> Exercices à réaliser
[1] Selon l'extrait sur Jacques Camatte, en quelle année quitte-t-il la section française du PCInt ?
[2] Prolongez l'extrait sur Jacques Camatte au-delà de sa dernière phrase.

> Extrait du texte
◇ ◇ ◇ ◇ ◇ ◇ ◇
Jacques Camatte-Oscar a également fait partie de la section française du PCInt jusqu'en 1966 où il quitte l'organisation avec une partie des militants de Paris et de Marseille (dont Roger Dangeville), en accord avec Amedeo Bordiga-Alpha, pour protester contre l'activisme de Suzanne Voute-Frédérique qui vient de lancer le journal Le Prolétaire (6) au détriment de l'édition française de la revue théorique du parti Programme Communiste (7).

Camatte et ses camarades se consacrent désormais à l'activité théorique en éditant la revue Invariance (8).
◇ ◇ ◇ ◇ ◇ ◇ ◇
> Données fournies
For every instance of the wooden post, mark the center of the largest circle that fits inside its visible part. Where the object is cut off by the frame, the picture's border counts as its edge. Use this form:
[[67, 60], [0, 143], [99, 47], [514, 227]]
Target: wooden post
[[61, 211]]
◇ ◇ ◇ ◇ ◇ ◇ ◇
> Réponses par exercice
[1] En 1966.

[2]
Le texte Errance de l'humanité est une très vaste fresque historique qui analyse minutieusement le passage du Capital de la domination formelle à la domination réelle, la bifurcation désormais de plus en plus visible "Déclin du mode de production capitaliste" versus "Déclin de l'humanité", la question de la lutte contre la domestication pour retrouver le chemin qui mène vers la "communauté humaine", c'est-à-dire le communisme au sens de Marx et non pas le communisme au sens des deux ailes de la bureaucratie soviétique, l'aile stalinienne au pouvoir en Russie, en Chine, etc. et dans les PC et l'aile trotskyste en exil dans le monde entier.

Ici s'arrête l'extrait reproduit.